(Natural language region descriptions)
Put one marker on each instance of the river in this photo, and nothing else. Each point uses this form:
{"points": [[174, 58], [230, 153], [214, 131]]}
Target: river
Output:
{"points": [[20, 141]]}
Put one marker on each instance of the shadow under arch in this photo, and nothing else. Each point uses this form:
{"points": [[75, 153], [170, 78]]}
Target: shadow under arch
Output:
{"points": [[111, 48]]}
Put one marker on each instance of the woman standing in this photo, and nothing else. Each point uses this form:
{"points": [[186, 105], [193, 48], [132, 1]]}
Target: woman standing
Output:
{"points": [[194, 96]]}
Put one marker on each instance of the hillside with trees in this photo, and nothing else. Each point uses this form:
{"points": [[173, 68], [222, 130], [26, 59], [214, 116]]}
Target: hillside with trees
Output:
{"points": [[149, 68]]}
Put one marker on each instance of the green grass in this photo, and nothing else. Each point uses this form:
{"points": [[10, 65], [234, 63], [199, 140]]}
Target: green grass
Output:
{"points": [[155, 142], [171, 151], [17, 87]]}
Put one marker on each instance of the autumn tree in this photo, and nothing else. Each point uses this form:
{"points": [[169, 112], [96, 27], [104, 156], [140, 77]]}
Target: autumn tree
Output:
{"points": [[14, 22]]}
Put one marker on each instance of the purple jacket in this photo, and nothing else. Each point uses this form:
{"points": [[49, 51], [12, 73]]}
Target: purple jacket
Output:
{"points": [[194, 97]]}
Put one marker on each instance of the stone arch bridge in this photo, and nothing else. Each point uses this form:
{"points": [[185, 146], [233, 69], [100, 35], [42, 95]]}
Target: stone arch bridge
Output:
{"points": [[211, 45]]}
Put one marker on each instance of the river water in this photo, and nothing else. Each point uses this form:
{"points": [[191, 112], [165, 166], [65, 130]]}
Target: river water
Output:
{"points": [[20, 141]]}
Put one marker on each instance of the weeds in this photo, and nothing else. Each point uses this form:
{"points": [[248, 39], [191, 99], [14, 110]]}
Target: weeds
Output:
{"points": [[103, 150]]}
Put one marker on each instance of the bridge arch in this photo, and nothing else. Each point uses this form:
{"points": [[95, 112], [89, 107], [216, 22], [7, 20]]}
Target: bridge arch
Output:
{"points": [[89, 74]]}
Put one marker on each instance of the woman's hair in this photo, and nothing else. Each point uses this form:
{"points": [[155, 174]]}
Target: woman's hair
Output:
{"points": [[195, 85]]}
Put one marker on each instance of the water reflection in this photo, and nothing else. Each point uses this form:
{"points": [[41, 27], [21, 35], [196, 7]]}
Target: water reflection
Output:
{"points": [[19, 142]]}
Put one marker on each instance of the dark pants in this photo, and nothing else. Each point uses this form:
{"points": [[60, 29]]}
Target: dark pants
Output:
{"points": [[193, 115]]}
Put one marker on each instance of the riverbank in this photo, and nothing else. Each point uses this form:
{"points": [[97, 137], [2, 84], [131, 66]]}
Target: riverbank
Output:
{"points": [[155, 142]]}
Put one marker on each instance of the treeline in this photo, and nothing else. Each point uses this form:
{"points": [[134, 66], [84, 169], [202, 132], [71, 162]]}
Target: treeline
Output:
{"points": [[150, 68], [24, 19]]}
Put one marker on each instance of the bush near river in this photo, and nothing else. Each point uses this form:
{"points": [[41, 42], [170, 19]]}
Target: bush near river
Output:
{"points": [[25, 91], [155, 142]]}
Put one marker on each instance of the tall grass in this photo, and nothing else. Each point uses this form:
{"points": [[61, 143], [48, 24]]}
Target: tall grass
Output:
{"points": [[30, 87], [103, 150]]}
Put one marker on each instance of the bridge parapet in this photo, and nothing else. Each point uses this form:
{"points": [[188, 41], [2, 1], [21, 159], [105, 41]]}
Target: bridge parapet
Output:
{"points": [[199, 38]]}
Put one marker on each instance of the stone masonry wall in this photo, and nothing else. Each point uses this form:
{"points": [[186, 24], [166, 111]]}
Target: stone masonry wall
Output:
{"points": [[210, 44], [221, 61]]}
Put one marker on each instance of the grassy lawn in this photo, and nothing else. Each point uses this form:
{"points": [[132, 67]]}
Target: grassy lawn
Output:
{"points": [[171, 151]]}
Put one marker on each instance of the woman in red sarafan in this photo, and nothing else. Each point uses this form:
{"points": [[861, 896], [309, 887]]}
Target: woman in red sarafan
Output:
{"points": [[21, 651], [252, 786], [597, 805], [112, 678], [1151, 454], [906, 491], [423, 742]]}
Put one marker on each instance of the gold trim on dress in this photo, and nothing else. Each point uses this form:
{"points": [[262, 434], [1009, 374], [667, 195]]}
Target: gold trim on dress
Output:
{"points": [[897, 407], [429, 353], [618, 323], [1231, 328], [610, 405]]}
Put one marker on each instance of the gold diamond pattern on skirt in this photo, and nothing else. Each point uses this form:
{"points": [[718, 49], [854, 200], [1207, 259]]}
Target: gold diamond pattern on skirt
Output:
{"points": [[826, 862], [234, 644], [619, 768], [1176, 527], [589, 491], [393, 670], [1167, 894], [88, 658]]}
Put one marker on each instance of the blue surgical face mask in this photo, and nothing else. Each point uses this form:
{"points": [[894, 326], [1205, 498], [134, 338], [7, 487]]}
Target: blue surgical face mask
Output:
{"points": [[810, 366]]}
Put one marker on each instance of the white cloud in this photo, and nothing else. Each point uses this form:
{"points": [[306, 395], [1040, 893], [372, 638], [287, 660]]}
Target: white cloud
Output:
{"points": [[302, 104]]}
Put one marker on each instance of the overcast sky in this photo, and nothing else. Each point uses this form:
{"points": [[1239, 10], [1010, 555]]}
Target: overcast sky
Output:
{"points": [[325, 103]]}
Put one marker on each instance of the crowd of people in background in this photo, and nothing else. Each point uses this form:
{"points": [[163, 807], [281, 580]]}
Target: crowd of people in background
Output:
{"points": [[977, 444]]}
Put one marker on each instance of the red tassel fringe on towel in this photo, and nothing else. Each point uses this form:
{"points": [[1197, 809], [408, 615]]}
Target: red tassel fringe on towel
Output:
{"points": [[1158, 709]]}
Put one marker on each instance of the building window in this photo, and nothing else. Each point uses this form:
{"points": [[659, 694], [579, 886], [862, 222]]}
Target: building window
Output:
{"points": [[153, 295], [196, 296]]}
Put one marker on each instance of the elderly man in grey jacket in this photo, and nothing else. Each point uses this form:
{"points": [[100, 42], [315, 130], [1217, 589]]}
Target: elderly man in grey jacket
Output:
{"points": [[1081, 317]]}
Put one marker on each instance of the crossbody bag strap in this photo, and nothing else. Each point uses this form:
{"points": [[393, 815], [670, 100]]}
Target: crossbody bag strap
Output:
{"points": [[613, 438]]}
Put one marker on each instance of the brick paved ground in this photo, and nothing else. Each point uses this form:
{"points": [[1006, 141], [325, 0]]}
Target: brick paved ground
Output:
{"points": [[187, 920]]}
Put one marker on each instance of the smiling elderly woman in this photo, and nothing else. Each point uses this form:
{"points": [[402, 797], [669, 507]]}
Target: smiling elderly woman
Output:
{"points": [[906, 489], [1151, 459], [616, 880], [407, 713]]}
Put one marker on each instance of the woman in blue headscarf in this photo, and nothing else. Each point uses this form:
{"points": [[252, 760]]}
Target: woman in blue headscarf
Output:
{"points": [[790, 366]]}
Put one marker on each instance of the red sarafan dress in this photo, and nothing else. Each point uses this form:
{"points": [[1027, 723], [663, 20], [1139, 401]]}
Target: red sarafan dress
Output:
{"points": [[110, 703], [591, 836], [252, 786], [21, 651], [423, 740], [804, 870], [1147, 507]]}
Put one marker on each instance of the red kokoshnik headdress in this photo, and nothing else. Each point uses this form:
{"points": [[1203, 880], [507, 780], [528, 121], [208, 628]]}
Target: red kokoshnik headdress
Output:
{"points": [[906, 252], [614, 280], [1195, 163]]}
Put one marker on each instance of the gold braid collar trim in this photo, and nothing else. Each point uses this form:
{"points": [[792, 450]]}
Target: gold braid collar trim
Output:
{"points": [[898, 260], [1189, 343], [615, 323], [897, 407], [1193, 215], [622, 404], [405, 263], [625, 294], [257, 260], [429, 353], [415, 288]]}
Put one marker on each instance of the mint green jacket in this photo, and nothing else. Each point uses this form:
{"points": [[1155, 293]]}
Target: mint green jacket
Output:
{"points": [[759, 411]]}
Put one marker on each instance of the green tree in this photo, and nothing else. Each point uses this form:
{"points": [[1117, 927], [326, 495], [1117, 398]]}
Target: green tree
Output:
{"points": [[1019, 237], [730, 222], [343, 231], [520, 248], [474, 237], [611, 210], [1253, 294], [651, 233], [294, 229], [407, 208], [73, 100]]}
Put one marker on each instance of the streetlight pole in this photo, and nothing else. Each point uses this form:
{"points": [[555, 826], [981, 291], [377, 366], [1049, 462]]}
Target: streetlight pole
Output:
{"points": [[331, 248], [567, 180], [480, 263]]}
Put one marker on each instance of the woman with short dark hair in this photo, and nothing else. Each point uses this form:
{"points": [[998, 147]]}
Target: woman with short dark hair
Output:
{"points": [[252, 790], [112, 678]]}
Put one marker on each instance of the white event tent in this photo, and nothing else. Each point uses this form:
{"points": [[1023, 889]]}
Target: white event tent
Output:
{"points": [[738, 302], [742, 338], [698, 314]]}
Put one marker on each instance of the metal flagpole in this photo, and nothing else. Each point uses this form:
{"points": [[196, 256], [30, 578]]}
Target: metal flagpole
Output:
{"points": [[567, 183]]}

==

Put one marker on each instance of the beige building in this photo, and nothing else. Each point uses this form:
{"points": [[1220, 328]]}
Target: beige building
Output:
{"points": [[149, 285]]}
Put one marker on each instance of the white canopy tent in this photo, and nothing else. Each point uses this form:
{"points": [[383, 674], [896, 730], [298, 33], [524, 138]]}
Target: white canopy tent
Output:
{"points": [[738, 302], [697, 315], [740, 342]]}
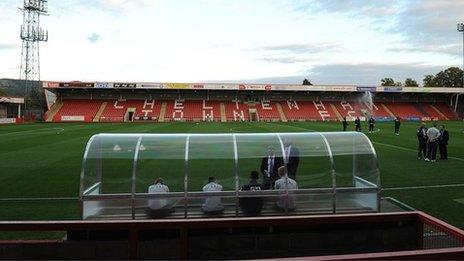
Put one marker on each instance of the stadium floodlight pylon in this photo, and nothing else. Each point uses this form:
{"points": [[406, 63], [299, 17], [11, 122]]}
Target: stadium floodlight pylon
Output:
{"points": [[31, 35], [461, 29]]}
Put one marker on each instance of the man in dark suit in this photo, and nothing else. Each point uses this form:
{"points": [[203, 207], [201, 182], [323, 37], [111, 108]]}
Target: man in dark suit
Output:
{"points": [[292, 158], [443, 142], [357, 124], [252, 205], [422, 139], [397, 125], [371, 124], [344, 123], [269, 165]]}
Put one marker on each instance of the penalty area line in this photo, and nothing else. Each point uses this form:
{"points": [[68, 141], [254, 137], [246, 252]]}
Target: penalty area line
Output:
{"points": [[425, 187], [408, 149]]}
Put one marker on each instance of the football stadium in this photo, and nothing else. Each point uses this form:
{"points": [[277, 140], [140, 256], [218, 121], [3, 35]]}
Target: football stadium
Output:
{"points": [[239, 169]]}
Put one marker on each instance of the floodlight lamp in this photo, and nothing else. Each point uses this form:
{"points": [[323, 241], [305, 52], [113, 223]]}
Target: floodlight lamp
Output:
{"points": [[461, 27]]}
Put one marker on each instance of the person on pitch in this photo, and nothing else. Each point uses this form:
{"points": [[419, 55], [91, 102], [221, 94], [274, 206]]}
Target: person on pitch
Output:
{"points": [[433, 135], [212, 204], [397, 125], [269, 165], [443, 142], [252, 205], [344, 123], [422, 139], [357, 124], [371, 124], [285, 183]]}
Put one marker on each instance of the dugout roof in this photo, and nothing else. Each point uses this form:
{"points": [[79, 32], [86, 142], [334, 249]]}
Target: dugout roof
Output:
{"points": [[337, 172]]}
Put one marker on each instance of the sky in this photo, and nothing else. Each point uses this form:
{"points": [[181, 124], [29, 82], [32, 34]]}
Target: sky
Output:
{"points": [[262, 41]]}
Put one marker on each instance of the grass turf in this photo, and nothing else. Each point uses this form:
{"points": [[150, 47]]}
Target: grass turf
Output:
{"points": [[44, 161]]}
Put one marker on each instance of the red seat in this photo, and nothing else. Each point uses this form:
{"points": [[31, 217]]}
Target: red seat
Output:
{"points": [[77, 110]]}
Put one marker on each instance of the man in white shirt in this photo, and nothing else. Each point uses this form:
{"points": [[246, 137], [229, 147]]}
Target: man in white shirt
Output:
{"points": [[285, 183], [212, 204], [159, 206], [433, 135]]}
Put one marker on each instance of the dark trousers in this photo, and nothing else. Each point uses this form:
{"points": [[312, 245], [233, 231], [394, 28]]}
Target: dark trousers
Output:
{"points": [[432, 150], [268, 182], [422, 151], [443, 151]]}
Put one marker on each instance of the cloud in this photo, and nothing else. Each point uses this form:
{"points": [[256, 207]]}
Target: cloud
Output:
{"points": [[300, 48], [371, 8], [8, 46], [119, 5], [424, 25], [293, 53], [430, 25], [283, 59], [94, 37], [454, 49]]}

_Try it_
Search the data for "hillside". Copy every line that has it.

_Written answer_
Put one marker on each instance of the hillside with trees in this photo, and nothing else. Each point uses this form:
Target: hillside with trees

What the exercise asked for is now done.